Reproduce word for word the part of the article on asbestos contamination at the Calderwood development that begins at the words "About 500 home" and stops after the words "in the region.".

EXCERPTED PASSAGE:
=== Section Start ===

About 500 home sites could be affected by asbestos contamination or delays at the Calderwood development after the Environment Protection Authority revealed it was investigating 7,500 tonnes of contaminated material in the region.
Work has shut down at the affected part of Lend Lease’s Calderwood Valley project following a clean-up order from the Environment Protection Authority (EPA) over part of the estate’s Stage 2.
The asbestos was found in aggregate used in retaining walls and delivered by contractor Wollongong Recycling – which has been ordered to clean up the contaminated material.
The problem may reach further, with thousands of tonnes of contaminated aggregate now in question, an EPA spokeswoman said.
“The EPA is investigating the supply of around 7,500 tonnes of recovered aggregate supplied by Wollongong Recycling,” she said.
“This includes approximately 3,300 tonnes supplied to Calderwood Estate.”
The EPA has now called on anyone who purchased aggregate from Wollongong Recycling at Kembla Grange between June 1 and August 3 to contact it on 131555 so officers can investigate.

=== Section End ===

RECORD SET:
=== Section Start ===

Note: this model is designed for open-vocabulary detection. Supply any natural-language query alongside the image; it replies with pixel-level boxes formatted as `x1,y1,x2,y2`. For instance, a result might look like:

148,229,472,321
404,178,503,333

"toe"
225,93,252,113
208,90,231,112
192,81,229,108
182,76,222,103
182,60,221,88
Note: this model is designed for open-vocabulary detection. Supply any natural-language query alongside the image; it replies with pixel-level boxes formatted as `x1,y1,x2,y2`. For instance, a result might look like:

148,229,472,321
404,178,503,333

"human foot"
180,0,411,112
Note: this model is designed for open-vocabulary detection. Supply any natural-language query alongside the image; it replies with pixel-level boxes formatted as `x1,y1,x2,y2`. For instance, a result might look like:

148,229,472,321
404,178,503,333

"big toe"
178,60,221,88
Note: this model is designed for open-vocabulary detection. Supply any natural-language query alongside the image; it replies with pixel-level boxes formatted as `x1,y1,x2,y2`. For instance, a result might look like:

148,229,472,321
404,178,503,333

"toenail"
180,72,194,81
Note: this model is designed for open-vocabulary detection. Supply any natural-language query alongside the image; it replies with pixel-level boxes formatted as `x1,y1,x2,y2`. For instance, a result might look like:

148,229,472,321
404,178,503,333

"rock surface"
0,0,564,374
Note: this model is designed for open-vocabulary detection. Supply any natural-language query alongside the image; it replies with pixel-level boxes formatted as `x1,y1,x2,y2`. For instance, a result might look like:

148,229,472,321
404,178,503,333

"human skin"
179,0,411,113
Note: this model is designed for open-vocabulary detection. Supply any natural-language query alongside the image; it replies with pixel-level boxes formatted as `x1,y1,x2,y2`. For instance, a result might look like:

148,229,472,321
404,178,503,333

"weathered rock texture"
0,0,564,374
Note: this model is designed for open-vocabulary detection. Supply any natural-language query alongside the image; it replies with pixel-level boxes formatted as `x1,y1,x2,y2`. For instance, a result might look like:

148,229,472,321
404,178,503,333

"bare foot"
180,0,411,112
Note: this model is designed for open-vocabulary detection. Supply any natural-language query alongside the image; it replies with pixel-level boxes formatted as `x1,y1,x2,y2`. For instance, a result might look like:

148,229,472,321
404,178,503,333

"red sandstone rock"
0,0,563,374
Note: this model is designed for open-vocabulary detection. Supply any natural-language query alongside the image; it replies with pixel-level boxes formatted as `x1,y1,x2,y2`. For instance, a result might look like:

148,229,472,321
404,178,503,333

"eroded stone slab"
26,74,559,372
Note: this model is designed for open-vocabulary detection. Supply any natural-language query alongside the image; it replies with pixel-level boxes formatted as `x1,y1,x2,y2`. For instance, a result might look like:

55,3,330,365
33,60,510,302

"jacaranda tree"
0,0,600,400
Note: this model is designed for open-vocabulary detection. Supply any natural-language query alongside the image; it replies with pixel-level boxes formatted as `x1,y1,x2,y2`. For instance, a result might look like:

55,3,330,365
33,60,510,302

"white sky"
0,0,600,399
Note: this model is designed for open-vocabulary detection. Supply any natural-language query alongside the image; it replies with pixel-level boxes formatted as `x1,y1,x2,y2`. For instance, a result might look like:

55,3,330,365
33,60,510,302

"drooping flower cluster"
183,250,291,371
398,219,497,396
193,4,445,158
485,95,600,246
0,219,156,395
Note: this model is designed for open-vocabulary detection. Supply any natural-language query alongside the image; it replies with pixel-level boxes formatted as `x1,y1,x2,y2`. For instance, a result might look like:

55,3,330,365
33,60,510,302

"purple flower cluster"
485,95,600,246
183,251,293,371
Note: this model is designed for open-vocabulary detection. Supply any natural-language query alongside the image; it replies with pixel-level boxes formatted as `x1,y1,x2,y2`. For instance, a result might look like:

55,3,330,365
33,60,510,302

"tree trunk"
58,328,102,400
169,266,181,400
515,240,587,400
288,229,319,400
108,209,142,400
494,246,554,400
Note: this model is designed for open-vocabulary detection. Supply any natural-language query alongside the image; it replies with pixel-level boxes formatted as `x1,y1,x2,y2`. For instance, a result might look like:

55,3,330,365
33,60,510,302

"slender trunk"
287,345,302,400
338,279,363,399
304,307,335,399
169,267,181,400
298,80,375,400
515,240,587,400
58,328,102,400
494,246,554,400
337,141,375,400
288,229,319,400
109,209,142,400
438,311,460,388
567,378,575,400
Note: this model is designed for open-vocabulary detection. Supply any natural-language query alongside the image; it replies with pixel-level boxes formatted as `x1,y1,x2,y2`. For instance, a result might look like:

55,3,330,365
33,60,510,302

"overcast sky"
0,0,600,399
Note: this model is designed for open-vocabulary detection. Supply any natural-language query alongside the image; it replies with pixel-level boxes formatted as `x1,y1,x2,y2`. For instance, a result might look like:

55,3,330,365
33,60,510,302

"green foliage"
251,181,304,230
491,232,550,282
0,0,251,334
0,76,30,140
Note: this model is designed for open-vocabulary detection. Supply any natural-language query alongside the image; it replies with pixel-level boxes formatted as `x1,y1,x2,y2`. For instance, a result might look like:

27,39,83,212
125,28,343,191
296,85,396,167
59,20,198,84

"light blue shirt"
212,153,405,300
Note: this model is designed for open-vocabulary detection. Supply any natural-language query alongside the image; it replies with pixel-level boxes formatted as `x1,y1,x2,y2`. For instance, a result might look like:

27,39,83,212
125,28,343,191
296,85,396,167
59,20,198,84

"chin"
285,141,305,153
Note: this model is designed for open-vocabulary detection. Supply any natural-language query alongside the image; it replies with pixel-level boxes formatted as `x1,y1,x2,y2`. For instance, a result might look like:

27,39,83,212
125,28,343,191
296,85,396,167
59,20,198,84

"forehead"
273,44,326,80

=== Section End ===

ANSWER TO THE EXERCISE:
About 500 home sites could be affected by asbestos contamination or delays at the Calderwood development after the Environment Protection Authority revealed it was investigating 7,500 tonnes of contaminated material in the region.